__Tekst źródłowy__:
╔══

Ukierunkowane wykorzystanie ultradźwięków może spowodować znaczące zmiany w funkcjonowaniu mózgu, które mogą utorować drogę do leczenia takich schorzeń, jak depresja, uzależnienia czy stany lękowe – sugerują nowe badania.
Co wspólnego mają ze sobą depresja i uzależnienia? Jedno i drugie potrafi uniemożliwić nam normalne funkcjonowanie. Zresztą pierwsze może też prowadzić do drugiego. Jednak jak się okazuje, zarówno na depresję, jak i uzależnienia skutecznym remedium mogą być ultradźwięki.
W niedawnych badaniach przeprowadzonych przez neurologów z Uniwersytetu w Plymouth zbadano wpływ techniki zwanej przezczaszkową stymulacją ultradźwiękową na ludzki mózg. Metoda ta może zmienić sposób, w jaki neurony komunikują się między sobą.
Opis i rezultaty badań ukazały się na łamach pisma „Nature Communications” (DOI: 10.1038/s41467-023-40998-0).
Przy pomocy ultradźwięków można wpłynąć na funkcjonowanie neuronów
Jak wykazały badania, przy pomocy ultradźwięków może być możliwe leczenie tak depresji, jak i uzależnień czy stanów lękowych. Wymagało to jednak zastosowania nowatorskiego podejścia. Zazwyczaj, np. przy badaniu ultrasonograficznym, wykorzystuje się szerokie rozproszone wiązki ultradźwięków, które pozwalają na uzyskanie obrazu, natomiast nie wpływają one na funkcjonowanie badanych tkanek. I na tym przede wszystkim polega różnica.

╚══

__Zestawienie danych__:
╔══

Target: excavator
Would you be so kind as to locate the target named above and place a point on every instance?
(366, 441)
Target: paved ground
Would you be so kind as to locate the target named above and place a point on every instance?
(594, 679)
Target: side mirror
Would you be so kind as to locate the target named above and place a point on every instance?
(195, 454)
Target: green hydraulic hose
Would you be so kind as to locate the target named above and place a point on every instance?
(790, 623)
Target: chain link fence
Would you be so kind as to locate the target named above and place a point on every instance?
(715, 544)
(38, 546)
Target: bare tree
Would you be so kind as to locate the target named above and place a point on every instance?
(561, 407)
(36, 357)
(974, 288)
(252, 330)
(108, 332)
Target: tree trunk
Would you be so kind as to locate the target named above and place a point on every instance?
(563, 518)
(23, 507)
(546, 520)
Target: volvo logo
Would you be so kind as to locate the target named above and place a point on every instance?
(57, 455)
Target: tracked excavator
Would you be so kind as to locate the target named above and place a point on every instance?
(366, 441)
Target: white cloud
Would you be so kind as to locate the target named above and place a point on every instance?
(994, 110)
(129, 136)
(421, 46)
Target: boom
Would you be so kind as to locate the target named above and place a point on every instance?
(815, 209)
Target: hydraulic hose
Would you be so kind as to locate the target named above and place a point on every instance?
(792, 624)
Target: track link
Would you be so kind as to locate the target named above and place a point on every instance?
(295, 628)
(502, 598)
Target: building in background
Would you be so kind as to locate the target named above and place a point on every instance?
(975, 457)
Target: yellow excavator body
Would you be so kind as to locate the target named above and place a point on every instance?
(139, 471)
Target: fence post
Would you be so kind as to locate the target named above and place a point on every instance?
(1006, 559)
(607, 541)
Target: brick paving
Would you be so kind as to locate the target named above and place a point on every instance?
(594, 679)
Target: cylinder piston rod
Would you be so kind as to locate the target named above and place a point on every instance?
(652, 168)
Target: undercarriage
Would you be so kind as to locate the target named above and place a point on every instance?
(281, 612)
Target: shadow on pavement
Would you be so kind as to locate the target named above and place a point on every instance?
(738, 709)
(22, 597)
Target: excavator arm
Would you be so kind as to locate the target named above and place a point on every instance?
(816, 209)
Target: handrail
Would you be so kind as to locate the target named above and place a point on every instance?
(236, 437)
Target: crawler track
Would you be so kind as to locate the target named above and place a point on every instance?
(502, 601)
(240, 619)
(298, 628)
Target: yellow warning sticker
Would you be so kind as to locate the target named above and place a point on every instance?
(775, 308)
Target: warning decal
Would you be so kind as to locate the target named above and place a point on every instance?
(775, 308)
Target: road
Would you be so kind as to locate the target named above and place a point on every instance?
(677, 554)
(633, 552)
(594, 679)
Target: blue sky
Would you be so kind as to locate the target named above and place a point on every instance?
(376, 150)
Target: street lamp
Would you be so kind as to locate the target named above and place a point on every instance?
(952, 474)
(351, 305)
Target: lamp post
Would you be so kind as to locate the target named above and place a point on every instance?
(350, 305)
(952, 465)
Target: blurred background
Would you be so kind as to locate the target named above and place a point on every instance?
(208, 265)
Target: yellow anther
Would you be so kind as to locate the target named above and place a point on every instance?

╚══

__Zestaw zadań__:
1: Odpowiedz na pytania do tekstu o ultradźwiękach:
(a) Z jakiej uczelni byli neurolodzy, którzy przeprowadzili badania?
(b) W jakim piśmie opublikowano opis i rezultaty badań?
(c) Jakie wiązki ultradźwięków stosuje się zazwyczaj przy badaniu ultrasonograficznym?
2: Przepisz krócej akapit tekstu o ultradźwiękach zaczynający się od słów „Jak wykazały badania”, zachowując jego główne fakty.

__Lista rozwiązań__:
1:
(a) Z Uniwersytetu w Plymouth.
(b) W „Nature Communications”.
(c) Szerokie rozproszone wiązki.

2: Według badań ultradźwięki mogą umożliwić leczenie depresji, uzależnień i stanów lękowych, co wymagało jednak nowatorskiego podejścia. Zwykle, np. w badaniu ultrasonograficznym, stosuje się szerokie rozproszone wiązki, które dają obraz, ale nie wpływają na funkcjonowanie tkanek. Na tym przede wszystkim polega różnica.